*MATERIAL SHOWN:*

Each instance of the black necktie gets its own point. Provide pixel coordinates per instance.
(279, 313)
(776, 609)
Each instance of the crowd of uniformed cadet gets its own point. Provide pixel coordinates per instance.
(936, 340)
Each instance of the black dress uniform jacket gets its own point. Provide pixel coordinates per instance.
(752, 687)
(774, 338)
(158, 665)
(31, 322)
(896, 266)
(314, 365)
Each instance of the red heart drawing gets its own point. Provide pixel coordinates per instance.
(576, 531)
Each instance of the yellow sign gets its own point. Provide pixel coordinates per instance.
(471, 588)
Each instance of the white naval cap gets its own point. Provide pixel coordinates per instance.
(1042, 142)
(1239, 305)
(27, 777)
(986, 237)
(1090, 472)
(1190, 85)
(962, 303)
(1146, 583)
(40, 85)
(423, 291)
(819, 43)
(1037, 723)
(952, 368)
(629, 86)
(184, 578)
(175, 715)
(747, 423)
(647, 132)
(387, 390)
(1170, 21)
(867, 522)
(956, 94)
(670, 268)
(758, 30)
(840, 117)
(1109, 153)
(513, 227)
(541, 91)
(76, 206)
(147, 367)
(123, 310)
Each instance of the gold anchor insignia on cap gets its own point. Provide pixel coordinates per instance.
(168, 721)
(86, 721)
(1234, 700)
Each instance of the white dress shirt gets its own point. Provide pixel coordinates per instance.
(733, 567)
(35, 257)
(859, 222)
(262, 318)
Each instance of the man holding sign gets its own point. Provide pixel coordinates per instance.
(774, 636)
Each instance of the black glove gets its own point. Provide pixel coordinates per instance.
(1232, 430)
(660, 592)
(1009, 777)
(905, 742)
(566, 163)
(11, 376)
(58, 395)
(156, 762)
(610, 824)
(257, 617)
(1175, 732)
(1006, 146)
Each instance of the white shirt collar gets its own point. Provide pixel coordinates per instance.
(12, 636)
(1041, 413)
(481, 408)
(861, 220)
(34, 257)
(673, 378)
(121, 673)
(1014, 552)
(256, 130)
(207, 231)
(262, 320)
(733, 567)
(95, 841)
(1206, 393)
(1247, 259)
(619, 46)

* * *

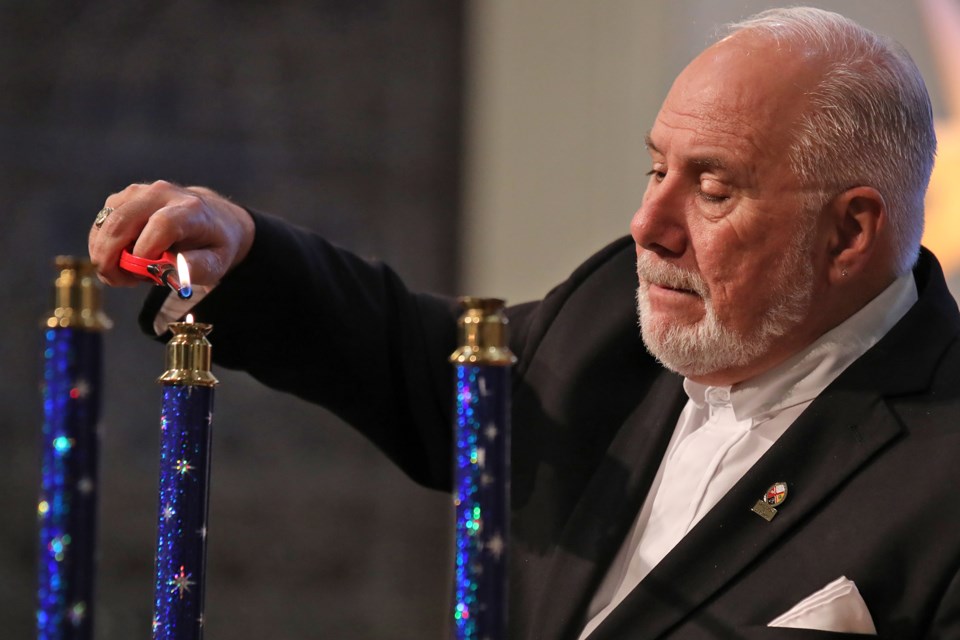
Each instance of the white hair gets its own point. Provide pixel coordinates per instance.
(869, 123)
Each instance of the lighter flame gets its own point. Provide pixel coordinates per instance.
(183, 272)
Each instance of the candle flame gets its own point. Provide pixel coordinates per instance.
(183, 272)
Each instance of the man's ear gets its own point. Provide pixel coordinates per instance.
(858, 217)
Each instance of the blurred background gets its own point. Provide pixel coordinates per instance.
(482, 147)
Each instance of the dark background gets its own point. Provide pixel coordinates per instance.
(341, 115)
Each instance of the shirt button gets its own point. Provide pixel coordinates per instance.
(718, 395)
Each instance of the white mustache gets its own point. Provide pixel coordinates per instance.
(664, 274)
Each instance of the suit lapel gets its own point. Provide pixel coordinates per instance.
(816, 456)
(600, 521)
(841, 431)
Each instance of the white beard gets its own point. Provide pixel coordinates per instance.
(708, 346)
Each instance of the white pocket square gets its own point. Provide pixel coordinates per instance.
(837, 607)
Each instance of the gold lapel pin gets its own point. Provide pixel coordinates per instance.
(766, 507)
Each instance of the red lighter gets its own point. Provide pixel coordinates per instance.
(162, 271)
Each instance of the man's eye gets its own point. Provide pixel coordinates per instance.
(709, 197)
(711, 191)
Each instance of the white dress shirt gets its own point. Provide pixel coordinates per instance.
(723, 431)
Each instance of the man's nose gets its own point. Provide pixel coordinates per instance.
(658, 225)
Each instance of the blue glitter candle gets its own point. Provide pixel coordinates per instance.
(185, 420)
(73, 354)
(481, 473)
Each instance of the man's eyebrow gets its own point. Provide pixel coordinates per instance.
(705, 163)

==

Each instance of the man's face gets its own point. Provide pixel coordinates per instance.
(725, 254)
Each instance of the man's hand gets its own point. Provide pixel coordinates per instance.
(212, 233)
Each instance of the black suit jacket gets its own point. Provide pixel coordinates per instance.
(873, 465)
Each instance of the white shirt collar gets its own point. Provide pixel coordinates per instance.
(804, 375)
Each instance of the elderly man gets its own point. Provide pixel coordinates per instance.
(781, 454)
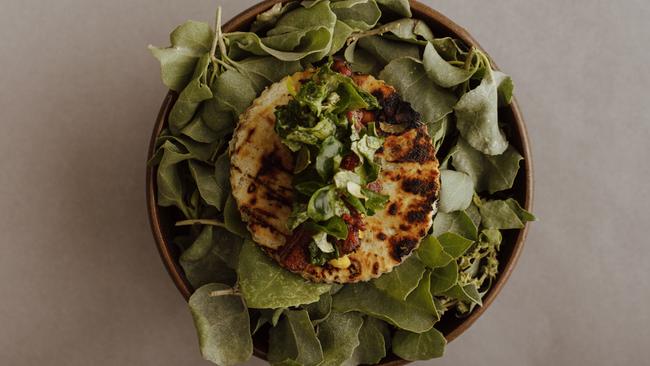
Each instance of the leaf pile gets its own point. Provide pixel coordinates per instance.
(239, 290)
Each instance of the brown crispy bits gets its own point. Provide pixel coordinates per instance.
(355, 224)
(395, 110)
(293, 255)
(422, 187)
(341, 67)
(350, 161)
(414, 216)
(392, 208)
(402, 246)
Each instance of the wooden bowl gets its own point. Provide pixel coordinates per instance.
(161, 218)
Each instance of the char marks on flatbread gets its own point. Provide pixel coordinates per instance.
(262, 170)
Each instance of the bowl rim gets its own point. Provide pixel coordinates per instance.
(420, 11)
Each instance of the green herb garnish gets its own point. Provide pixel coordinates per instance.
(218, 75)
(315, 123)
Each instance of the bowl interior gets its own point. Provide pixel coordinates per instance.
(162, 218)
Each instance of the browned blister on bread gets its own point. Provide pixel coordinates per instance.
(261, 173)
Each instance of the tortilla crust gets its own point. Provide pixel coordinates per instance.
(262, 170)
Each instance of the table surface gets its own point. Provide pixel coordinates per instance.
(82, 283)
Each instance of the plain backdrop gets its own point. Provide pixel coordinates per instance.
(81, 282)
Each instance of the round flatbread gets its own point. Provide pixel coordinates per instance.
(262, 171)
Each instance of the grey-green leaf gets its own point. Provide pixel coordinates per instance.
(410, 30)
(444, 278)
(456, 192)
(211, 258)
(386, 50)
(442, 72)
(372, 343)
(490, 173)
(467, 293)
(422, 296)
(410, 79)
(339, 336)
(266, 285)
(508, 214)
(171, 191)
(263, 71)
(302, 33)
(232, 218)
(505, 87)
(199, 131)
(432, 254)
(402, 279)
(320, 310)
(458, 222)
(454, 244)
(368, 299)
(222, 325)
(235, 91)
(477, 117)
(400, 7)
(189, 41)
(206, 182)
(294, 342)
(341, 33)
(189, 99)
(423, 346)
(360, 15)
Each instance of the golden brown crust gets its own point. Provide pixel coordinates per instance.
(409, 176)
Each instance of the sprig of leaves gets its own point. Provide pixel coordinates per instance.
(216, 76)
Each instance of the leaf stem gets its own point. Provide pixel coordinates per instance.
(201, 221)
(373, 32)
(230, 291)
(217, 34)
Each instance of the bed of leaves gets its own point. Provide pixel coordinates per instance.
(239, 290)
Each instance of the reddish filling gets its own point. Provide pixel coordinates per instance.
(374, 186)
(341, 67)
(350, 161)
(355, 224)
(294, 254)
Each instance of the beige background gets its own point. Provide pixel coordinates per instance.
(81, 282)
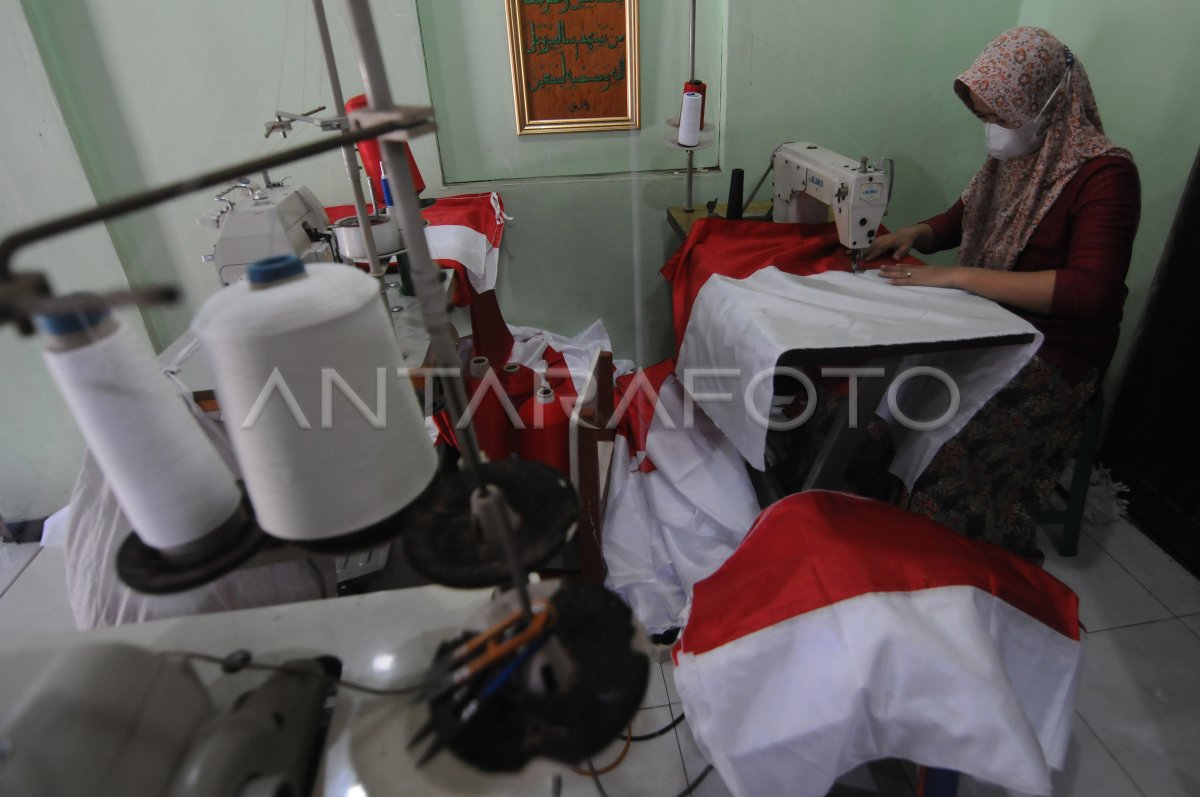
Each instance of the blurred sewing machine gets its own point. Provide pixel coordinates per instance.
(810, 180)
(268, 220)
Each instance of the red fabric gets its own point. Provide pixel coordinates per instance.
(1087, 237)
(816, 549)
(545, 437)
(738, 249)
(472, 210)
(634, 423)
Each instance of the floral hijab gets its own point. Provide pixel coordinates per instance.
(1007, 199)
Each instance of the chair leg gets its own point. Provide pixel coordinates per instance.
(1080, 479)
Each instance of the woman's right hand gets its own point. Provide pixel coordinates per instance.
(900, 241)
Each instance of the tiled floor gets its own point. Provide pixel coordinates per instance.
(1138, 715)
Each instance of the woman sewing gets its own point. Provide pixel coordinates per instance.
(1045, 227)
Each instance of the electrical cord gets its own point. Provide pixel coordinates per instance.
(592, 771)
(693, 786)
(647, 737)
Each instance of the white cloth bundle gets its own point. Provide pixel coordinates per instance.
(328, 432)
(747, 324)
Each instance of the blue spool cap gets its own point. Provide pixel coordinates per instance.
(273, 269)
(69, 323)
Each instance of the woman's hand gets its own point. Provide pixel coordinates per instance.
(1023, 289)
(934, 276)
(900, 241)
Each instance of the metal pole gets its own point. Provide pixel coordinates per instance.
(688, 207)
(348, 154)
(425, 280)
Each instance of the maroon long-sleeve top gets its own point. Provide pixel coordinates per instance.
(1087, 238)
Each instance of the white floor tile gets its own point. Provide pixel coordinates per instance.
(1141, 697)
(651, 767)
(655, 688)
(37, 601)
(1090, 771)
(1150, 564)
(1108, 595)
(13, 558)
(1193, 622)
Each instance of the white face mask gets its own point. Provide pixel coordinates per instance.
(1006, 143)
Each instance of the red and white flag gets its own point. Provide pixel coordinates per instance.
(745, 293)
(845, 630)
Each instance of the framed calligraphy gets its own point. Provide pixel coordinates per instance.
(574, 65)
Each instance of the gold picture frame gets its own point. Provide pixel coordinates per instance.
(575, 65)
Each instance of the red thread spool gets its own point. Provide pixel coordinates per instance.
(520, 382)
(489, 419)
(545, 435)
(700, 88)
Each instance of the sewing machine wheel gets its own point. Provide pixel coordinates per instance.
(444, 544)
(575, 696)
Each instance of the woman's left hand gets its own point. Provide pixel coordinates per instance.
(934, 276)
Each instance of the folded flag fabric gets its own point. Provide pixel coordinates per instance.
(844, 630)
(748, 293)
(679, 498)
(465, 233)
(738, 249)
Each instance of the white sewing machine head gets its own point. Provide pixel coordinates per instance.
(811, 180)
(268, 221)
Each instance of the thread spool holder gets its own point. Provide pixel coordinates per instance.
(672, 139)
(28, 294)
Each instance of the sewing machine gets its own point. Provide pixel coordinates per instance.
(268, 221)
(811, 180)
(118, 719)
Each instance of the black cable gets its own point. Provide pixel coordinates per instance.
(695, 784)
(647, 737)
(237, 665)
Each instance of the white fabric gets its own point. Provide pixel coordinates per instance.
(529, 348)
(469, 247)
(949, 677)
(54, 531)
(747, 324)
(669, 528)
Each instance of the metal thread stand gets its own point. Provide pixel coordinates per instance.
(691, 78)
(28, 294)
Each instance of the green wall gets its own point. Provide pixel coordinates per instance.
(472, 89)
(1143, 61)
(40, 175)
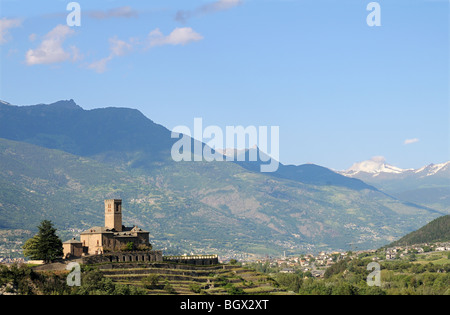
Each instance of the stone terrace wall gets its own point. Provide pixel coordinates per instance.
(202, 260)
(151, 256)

*SHORT TASK:*
Starting at the line that has "Each instance of the red heart" and stopping after the line that has "(1006, 146)", rewrite that data in full, offsetting both values of every answer coordinate pair by +103 and leaving all other lines unchanged.

*SOLUTION BELOW:*
Each instance of the red heart drawing gets its own point. Provide pixel coordinates per instance.
(679, 634)
Each instance of the yellow sign gets its own point. Provide pixel coordinates per instance.
(574, 691)
Each instance of the white naval cap gets its own point. Provide pixel coordinates per instance.
(1145, 245)
(1342, 408)
(130, 880)
(1089, 340)
(1193, 575)
(1293, 188)
(1065, 406)
(1249, 686)
(143, 188)
(526, 394)
(922, 146)
(1140, 826)
(1055, 471)
(732, 189)
(287, 681)
(278, 818)
(850, 526)
(750, 235)
(490, 493)
(1273, 124)
(970, 625)
(1059, 197)
(773, 371)
(861, 133)
(943, 220)
(1212, 256)
(616, 330)
(644, 194)
(179, 309)
(250, 470)
(226, 413)
Each instance of the gold anchor insignia on cap gets its own point. Provide pixel coordinates per instance.
(271, 824)
(189, 824)
(1337, 803)
Each instance of the white dress shirt gets its own point. Provide pixel coordinates per instance.
(836, 670)
(138, 360)
(962, 325)
(365, 421)
Each instance of the man holding sign gets its own point. Provide pixel coordinates per instance.
(877, 739)
Each instance of the black glove gets its own point. Provide pixel coordinates per instance.
(1335, 533)
(763, 695)
(1112, 880)
(1008, 845)
(669, 266)
(114, 479)
(161, 498)
(259, 865)
(713, 927)
(360, 720)
(1278, 835)
(1109, 249)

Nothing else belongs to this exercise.